Which of the lines below contain the string "collar"? Pull out each one.

[Data records]
####

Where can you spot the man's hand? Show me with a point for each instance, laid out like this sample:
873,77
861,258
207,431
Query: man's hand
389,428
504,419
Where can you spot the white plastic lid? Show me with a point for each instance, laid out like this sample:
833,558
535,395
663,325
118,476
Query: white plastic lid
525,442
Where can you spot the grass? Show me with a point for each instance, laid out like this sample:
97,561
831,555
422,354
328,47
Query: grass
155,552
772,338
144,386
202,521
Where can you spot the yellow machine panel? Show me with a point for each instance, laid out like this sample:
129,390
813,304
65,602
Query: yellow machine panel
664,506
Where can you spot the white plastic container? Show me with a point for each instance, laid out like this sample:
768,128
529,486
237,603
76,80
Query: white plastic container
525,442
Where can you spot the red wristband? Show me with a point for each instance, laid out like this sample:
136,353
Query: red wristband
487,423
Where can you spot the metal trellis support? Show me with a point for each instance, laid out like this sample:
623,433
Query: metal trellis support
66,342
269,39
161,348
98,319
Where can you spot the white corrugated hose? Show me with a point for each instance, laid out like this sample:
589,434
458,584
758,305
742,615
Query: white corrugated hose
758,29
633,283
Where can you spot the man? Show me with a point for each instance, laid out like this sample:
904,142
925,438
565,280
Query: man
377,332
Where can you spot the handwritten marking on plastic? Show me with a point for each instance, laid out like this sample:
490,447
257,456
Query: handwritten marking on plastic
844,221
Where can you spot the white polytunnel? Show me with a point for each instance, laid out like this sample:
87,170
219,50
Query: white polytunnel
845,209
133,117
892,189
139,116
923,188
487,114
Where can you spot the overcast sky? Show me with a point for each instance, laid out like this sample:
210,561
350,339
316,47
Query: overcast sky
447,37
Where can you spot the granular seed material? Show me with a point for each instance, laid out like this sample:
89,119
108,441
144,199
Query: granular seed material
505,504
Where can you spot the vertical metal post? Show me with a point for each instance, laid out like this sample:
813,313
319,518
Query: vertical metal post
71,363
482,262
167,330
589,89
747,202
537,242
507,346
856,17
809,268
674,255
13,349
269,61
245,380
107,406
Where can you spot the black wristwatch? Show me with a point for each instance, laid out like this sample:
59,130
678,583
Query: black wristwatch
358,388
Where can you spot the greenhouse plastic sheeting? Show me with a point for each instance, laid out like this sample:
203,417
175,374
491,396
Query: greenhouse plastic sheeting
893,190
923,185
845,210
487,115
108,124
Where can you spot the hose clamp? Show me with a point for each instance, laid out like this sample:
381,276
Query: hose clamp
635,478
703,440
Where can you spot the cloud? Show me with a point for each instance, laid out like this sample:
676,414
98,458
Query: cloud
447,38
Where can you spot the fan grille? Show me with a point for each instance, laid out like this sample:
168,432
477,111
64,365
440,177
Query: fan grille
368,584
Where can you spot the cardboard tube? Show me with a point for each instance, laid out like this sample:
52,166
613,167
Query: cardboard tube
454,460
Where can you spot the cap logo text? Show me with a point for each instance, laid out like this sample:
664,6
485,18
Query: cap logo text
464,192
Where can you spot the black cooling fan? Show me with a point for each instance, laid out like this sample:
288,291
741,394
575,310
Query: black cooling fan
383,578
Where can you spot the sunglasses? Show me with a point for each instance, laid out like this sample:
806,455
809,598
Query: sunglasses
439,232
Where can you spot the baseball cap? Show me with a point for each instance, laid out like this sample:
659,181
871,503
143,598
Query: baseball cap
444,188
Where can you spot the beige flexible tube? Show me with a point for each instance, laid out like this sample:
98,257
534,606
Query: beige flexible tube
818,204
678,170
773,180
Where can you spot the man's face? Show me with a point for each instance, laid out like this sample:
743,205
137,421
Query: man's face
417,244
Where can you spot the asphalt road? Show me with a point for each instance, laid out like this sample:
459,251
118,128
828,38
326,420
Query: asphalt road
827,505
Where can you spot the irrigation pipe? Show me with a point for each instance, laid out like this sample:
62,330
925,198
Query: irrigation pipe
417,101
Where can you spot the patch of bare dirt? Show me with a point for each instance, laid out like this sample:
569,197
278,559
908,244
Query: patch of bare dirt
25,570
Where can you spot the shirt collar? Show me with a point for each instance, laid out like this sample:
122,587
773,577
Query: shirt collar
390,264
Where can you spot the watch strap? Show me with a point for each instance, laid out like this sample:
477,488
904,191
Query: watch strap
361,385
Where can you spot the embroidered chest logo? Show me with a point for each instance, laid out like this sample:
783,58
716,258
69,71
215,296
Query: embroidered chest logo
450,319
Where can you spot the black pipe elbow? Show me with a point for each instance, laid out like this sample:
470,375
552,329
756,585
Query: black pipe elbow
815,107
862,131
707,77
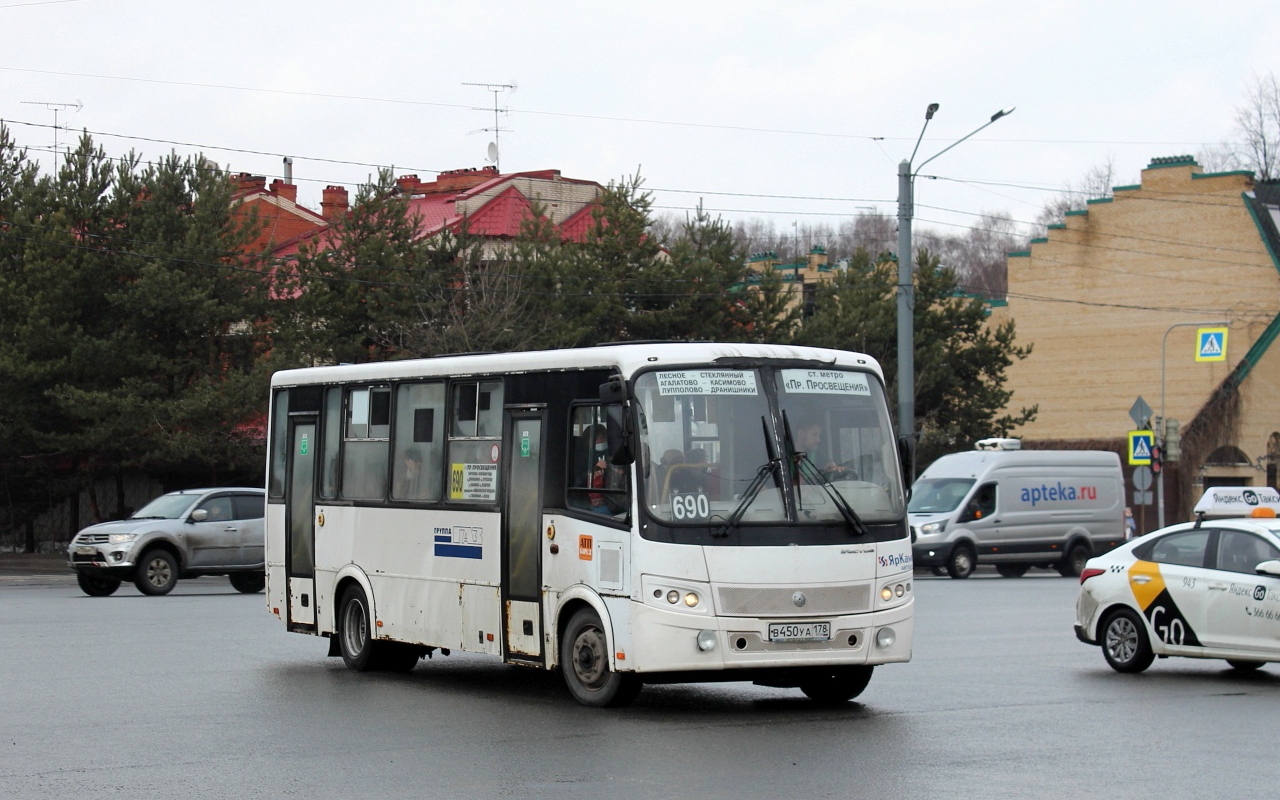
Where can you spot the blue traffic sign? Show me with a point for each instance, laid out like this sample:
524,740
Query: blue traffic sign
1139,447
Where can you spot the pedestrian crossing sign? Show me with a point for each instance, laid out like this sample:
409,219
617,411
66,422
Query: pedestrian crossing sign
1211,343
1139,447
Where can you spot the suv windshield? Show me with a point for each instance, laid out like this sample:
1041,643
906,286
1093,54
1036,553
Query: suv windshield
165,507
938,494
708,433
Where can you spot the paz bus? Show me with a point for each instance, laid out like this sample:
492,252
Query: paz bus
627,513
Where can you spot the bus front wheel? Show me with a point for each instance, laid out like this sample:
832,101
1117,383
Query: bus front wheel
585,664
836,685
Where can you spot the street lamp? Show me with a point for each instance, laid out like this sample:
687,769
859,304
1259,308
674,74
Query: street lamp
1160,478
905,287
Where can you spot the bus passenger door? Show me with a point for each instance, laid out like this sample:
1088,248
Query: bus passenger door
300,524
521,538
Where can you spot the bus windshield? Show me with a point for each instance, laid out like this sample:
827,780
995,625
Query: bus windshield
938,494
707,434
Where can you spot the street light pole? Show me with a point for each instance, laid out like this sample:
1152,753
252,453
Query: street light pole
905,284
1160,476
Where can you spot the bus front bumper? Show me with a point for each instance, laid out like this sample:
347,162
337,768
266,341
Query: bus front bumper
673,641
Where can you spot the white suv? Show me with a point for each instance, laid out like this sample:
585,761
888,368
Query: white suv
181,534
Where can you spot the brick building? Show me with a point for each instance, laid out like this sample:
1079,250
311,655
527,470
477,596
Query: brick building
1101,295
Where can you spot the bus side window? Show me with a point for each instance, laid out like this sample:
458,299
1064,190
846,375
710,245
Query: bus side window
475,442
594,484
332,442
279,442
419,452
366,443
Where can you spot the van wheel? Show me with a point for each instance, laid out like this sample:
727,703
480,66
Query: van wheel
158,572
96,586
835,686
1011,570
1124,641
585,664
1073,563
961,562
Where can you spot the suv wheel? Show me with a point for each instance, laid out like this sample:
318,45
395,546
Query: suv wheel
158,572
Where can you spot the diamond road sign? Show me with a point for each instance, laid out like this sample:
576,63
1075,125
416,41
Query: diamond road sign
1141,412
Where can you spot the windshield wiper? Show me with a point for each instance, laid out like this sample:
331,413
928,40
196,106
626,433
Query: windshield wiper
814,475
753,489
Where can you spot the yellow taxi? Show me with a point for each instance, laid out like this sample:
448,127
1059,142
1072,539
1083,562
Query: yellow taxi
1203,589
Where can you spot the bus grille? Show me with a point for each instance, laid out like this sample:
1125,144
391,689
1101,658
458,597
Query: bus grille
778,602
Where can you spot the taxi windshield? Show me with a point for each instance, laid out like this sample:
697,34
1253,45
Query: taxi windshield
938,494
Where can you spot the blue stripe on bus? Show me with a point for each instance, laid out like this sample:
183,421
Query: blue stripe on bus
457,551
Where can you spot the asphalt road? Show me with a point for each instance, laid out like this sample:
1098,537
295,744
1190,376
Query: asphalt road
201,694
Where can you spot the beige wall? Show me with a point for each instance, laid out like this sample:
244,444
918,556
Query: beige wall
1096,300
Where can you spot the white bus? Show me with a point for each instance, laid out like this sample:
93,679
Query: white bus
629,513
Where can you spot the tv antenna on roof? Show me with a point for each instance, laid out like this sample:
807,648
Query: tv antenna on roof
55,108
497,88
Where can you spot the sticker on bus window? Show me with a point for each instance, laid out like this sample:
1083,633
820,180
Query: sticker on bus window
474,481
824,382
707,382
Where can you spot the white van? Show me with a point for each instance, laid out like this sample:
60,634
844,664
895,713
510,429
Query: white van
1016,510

####

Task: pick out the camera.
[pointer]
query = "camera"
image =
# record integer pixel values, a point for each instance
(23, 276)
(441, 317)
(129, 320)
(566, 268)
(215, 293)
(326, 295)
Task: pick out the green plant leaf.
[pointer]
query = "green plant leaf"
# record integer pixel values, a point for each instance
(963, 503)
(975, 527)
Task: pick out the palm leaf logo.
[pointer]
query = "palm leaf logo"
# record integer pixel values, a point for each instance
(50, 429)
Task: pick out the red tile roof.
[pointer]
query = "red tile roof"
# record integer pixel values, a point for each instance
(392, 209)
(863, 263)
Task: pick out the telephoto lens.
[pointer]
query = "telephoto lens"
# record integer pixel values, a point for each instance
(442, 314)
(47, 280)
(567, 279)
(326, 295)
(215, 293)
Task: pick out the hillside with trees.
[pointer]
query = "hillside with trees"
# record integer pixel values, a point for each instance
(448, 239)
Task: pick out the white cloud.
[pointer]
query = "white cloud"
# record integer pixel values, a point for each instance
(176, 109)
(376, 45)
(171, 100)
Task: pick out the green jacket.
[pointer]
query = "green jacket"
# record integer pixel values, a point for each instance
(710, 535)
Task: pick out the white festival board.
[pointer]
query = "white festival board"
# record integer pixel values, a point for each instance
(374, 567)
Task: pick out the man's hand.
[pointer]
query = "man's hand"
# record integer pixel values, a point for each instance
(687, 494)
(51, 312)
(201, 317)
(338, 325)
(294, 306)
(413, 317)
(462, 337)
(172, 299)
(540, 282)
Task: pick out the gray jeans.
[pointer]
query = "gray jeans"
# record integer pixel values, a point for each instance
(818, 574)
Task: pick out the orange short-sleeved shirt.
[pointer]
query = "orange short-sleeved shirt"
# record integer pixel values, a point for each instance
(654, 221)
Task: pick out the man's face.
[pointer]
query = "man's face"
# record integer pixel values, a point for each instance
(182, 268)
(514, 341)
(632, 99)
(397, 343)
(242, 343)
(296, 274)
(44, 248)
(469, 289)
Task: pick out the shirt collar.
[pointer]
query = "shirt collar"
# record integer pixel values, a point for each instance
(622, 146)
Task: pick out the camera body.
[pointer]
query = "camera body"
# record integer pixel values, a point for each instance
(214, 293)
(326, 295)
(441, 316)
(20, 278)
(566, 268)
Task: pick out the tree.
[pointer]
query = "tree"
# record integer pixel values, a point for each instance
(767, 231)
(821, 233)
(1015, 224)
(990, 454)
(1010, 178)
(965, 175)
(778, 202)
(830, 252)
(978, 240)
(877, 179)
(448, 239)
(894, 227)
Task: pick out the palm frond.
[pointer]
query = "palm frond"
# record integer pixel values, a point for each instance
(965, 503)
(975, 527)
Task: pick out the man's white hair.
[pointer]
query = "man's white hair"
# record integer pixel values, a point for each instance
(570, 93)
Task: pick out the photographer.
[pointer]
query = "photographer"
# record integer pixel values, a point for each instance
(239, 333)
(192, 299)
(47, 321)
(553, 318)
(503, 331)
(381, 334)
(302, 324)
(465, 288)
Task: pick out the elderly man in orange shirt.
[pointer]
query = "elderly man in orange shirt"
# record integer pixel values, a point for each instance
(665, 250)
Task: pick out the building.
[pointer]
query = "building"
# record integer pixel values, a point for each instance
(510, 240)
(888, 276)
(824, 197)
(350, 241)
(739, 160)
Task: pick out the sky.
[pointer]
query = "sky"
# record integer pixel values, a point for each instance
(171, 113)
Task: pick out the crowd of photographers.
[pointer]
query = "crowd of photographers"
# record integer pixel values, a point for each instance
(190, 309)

####

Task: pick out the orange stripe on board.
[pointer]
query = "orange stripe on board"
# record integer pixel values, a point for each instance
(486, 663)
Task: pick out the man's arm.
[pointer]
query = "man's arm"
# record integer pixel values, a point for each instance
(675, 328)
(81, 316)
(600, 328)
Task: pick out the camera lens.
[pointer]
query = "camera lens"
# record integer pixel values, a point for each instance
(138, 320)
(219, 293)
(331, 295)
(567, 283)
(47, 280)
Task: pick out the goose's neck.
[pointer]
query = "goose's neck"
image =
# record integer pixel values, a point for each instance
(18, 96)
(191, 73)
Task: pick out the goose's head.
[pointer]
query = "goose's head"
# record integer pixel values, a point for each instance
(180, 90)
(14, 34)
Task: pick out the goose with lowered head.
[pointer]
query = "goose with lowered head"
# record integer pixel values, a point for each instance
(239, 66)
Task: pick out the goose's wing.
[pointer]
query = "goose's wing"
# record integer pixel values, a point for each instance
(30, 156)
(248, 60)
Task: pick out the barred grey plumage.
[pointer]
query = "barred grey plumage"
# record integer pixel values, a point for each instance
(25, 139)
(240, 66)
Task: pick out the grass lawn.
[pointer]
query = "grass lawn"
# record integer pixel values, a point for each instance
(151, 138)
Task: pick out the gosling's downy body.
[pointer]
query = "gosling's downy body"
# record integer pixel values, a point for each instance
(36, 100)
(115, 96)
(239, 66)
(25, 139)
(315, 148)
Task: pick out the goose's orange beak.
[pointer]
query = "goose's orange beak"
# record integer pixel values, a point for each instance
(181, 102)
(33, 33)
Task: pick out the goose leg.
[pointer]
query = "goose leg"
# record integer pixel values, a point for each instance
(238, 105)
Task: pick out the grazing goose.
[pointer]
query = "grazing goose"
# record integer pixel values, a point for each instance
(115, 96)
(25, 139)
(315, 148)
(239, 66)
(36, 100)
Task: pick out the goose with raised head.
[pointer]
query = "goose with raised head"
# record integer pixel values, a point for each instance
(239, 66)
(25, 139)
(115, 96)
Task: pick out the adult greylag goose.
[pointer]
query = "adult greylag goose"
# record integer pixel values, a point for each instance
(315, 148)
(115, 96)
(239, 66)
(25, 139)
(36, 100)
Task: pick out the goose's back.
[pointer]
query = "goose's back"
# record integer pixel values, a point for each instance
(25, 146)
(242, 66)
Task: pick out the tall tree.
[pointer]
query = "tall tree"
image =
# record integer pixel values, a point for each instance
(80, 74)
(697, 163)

####

• **Response**
Where can you spot the shirt collar? Show me with a point for each instance, laid out like this sample:
Query: shirt collar
Task: pick out the shirt collar.
query = "shirt collar"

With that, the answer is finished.